START Selected text

Written by: Dr. Jacquie Jacob, University of Kentucky
Geese have been raised in Europe for centuries and were brought to the “New World” by European settlers. Geese can be raised for a number of different reasons, including to provide meat or down and feathers or to serve as weeders or guard animals. Geese are excellent foragers, and by the time they are five to six weeks old, they can get a lot of their diet from pasture. An acre of pasture will typically support 20 to 40 geese, depending on the size of the goose and the condition of the pasture.
After the brooding period, goslings can be grown to market weight either in confinement or on range. The growing of geese in confinement allows for better control of the environment, but it increases housing and feed costs. Geese raised in confinement are typically taken to market weight very quickly. Broiler-type geese can be raised to market weight in eight to nine weeks of age, at a weight of 9 lb. (4 kg). Heavy-type geese can be raised to 13 lb. (6 kg) in 12 to 14 weeks. In addition, confinement housing makes it possible to raise twice as many geese per acre. Geese raised in confinement are typically housed on deep litter, as is common for broiler chickens. However, geese can also be raised on slats or wire mesh. This allows the droppings to pass through the floor, and any water spilled from the drinkers passes through as well. This reduces the risk of parasite infection.

END Selected text
START Available data

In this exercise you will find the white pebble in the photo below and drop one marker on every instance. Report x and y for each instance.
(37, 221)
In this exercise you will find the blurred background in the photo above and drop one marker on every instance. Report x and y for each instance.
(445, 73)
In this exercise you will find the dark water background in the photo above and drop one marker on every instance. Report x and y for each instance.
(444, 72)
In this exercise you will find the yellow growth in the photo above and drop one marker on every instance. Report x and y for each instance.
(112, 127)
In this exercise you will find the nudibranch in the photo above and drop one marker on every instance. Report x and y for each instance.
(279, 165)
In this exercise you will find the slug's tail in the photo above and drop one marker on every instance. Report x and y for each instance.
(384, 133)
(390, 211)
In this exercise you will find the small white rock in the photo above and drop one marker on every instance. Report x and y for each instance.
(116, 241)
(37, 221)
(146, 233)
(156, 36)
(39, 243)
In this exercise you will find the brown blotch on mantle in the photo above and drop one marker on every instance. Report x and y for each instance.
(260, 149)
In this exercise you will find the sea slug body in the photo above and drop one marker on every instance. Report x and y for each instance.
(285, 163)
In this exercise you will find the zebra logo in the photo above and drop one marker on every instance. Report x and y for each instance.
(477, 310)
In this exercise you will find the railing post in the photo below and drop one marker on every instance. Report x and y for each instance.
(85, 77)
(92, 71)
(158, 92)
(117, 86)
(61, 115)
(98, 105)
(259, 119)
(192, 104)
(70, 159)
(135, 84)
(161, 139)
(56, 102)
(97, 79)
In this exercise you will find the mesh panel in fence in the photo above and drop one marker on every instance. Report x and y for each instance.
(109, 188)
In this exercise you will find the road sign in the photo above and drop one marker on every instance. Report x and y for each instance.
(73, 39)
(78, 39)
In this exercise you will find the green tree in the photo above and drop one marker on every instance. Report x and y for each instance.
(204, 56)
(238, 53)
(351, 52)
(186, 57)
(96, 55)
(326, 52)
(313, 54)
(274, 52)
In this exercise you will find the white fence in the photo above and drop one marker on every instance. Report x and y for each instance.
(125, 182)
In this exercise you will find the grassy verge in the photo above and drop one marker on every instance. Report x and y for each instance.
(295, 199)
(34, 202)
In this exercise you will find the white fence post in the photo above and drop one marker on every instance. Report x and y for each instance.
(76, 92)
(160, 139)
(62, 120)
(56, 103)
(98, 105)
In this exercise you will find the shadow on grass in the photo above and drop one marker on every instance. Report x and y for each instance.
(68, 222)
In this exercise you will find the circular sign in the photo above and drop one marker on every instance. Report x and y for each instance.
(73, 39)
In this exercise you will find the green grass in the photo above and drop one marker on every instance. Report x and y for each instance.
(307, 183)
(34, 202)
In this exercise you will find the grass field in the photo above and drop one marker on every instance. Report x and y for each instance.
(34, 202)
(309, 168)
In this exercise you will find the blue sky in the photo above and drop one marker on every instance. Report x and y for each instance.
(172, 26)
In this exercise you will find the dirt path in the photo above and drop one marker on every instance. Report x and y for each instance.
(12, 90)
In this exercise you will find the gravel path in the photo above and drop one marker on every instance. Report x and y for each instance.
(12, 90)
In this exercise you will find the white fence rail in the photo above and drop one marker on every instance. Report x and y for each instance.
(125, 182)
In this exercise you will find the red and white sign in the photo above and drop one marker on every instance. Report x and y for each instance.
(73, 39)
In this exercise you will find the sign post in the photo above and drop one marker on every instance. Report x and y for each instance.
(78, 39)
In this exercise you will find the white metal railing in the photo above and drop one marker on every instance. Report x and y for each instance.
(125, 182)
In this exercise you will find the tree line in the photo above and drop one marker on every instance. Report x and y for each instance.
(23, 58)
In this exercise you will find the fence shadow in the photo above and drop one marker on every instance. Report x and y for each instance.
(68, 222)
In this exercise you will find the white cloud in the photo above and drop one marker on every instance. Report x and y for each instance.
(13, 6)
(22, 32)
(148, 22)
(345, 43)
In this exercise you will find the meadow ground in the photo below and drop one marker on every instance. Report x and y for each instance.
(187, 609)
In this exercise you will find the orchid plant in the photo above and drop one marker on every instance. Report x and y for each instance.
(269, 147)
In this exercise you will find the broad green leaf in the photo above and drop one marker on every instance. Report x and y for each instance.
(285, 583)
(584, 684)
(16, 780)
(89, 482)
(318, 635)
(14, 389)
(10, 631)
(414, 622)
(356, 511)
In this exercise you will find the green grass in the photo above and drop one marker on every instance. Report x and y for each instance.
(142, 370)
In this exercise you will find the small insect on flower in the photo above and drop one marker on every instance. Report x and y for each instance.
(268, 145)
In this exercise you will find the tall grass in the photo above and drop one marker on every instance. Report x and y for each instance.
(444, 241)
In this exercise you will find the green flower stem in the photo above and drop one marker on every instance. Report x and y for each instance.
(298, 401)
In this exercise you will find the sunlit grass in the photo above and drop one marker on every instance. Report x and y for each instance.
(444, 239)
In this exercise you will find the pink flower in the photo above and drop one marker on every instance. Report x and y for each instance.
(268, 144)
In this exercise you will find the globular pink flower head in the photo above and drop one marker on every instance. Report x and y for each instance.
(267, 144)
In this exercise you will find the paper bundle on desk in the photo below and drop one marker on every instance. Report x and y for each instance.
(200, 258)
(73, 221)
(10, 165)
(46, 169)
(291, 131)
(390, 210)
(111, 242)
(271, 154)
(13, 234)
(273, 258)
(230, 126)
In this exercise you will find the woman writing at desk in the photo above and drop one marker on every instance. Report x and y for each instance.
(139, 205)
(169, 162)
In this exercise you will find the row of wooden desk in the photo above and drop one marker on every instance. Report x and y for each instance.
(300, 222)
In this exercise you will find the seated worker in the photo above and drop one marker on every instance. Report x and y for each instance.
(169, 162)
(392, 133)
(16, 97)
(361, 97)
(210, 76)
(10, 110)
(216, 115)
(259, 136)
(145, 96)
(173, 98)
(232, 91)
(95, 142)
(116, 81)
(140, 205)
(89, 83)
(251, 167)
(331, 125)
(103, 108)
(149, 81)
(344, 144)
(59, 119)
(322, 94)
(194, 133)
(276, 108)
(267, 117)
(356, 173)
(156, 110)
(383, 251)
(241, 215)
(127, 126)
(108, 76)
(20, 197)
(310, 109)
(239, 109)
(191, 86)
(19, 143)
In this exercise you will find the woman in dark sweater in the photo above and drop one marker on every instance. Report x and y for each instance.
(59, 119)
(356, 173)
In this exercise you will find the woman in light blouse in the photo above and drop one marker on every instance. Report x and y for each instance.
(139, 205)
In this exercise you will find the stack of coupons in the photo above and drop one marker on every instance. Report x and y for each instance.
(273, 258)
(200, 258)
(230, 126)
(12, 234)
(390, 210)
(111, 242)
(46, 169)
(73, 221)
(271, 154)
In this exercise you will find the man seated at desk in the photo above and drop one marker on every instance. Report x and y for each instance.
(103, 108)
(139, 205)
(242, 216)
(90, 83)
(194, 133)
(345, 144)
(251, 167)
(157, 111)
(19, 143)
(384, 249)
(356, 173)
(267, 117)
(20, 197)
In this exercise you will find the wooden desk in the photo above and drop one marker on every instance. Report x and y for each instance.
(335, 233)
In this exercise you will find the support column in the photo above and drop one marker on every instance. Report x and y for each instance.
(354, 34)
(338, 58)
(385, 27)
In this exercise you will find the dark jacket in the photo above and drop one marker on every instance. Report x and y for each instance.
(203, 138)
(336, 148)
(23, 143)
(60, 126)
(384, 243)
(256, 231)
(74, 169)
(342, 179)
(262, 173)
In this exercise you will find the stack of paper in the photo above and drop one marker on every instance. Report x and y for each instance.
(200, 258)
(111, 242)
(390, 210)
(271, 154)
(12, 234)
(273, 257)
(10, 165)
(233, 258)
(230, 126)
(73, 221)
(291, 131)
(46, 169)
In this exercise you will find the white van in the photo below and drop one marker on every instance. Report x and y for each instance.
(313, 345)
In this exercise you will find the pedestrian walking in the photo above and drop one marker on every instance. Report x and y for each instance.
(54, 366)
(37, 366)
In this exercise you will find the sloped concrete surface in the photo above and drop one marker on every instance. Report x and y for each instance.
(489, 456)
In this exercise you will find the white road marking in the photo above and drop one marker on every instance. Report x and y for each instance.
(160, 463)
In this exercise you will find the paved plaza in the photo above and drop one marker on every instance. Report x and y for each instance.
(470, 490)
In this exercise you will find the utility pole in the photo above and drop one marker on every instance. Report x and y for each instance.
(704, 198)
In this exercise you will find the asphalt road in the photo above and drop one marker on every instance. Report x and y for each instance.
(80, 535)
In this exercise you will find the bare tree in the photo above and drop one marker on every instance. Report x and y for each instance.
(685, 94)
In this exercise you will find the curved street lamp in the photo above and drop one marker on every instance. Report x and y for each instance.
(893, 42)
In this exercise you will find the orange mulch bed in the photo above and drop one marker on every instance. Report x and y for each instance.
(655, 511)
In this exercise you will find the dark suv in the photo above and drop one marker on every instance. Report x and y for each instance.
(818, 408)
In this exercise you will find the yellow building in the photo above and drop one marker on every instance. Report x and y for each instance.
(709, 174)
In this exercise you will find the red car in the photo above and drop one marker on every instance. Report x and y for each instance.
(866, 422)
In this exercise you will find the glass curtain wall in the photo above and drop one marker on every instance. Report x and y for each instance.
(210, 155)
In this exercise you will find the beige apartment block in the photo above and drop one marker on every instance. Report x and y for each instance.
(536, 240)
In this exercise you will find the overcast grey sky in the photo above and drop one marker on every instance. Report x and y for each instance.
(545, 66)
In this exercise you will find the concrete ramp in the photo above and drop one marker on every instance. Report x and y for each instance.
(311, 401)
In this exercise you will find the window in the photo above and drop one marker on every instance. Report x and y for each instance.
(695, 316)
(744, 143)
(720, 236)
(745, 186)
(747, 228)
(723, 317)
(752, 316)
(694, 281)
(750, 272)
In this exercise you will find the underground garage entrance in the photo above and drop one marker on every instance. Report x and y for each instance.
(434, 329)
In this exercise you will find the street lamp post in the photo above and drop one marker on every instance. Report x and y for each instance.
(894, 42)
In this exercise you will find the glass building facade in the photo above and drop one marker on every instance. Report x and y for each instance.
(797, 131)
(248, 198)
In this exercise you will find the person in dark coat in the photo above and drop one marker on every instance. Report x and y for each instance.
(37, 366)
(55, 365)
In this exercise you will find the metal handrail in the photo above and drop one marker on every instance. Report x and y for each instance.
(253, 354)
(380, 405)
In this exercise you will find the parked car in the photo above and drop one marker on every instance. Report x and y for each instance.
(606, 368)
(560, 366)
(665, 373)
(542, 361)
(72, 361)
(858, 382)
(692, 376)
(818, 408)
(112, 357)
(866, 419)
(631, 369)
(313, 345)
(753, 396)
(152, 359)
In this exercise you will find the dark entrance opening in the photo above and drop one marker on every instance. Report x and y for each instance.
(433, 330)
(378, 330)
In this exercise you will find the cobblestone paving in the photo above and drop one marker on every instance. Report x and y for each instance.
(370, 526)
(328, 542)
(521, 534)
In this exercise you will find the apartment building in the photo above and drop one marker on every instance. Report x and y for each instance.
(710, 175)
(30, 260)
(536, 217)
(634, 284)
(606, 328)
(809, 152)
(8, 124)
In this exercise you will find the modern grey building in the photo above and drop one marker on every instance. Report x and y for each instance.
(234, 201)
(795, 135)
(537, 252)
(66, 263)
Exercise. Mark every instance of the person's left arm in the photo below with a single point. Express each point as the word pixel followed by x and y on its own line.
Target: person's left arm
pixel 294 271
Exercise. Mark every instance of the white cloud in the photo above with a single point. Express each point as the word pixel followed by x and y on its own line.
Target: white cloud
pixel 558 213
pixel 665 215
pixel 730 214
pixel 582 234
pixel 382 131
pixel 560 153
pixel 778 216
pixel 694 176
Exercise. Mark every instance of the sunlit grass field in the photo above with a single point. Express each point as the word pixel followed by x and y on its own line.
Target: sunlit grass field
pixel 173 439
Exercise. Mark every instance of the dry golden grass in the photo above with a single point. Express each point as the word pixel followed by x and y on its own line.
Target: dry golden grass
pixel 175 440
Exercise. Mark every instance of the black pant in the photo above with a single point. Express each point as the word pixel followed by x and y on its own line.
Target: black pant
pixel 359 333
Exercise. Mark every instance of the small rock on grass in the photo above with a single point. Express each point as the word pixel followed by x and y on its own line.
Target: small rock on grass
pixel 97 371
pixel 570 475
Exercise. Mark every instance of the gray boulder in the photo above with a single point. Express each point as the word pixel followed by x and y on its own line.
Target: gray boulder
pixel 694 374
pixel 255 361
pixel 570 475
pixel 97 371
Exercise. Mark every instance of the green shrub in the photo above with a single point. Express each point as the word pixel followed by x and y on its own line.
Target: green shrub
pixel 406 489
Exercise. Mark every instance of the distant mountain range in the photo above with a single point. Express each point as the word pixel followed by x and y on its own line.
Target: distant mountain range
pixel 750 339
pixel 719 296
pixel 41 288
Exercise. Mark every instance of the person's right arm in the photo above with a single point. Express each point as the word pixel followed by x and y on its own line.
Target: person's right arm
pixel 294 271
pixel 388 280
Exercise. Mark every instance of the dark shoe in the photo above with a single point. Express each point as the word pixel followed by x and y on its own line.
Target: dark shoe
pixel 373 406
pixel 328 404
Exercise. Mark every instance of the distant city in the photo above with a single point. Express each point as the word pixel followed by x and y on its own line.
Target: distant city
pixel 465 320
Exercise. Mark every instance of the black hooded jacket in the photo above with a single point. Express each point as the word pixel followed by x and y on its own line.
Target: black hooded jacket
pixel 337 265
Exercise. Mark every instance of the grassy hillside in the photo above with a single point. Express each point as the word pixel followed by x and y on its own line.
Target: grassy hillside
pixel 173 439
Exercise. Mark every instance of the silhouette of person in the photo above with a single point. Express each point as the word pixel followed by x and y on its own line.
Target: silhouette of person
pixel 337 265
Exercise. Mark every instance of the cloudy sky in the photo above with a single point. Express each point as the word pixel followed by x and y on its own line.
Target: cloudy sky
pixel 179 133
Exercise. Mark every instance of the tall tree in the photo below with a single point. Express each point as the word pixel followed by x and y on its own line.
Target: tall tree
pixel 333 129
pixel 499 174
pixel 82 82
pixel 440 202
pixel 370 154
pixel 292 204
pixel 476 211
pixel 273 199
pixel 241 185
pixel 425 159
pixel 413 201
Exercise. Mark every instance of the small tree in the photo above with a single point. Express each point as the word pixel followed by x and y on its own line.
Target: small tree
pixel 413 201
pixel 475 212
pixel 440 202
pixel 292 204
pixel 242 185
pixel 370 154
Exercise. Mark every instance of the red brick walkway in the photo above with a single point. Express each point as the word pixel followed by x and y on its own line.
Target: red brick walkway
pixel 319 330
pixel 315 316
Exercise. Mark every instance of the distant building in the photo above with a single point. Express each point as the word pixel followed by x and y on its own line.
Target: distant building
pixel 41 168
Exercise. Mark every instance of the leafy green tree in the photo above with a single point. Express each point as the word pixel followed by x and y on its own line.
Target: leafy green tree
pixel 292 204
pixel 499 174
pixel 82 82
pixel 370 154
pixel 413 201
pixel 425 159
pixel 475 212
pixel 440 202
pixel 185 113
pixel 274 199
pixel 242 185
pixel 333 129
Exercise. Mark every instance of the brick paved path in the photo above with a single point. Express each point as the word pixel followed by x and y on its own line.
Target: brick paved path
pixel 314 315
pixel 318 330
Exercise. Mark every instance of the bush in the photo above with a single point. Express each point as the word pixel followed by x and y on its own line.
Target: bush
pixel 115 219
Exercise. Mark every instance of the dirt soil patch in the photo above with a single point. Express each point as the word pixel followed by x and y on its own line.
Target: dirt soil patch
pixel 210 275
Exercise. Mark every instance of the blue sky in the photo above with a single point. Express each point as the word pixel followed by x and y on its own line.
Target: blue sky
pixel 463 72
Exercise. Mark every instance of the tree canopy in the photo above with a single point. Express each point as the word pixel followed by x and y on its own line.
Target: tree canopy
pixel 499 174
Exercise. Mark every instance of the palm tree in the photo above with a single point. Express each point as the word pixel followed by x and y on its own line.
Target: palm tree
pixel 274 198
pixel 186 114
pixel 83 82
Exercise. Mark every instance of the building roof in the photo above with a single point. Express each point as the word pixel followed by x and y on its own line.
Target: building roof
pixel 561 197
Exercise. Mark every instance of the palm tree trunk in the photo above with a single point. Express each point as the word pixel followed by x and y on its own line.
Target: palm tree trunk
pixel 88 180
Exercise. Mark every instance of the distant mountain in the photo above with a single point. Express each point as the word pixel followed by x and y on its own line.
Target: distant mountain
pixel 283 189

END Available data

_Directions for this task_:
Answer these questions from the text on raising geese:
1. How many geese will an acre of pasture typically support?
2. In confinement, by what age and at what weight do broiler-type geese reach market weight?
3. What lets droppings and spilled water pass through the floor?

_Response_:
1. 20 to 40 geese, depending on the size of the goose and the condition of the pasture.
2. At eight to nine weeks of age, at 9 lb. (4 kg).
3. Raising the geese on slats or wire mesh.